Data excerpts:
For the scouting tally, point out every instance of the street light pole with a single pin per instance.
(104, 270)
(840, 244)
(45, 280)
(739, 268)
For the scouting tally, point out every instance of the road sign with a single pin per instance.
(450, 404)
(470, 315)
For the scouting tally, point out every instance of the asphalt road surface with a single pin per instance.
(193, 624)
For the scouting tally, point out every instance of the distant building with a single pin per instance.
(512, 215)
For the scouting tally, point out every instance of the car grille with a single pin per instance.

GOAL OF THE EXERCISE: All lines from the one that holds "For the scouting tally, point out every instance of the road" to the end of the entries above must be transcribed exactly, both ends included, and no others.

TASK RESULT:
For the scouting tally, point out every instance of the road sign with a single pin per instance.
(450, 404)
(470, 315)
For the scouting tally, point out every instance of the asphalt road surface with a single pin per instance.
(193, 624)
For the scouting tally, point out every instance of the distant building with a single pin per instance.
(512, 215)
For the scouting tally, point out every instance of the car grille with a single pin per instance.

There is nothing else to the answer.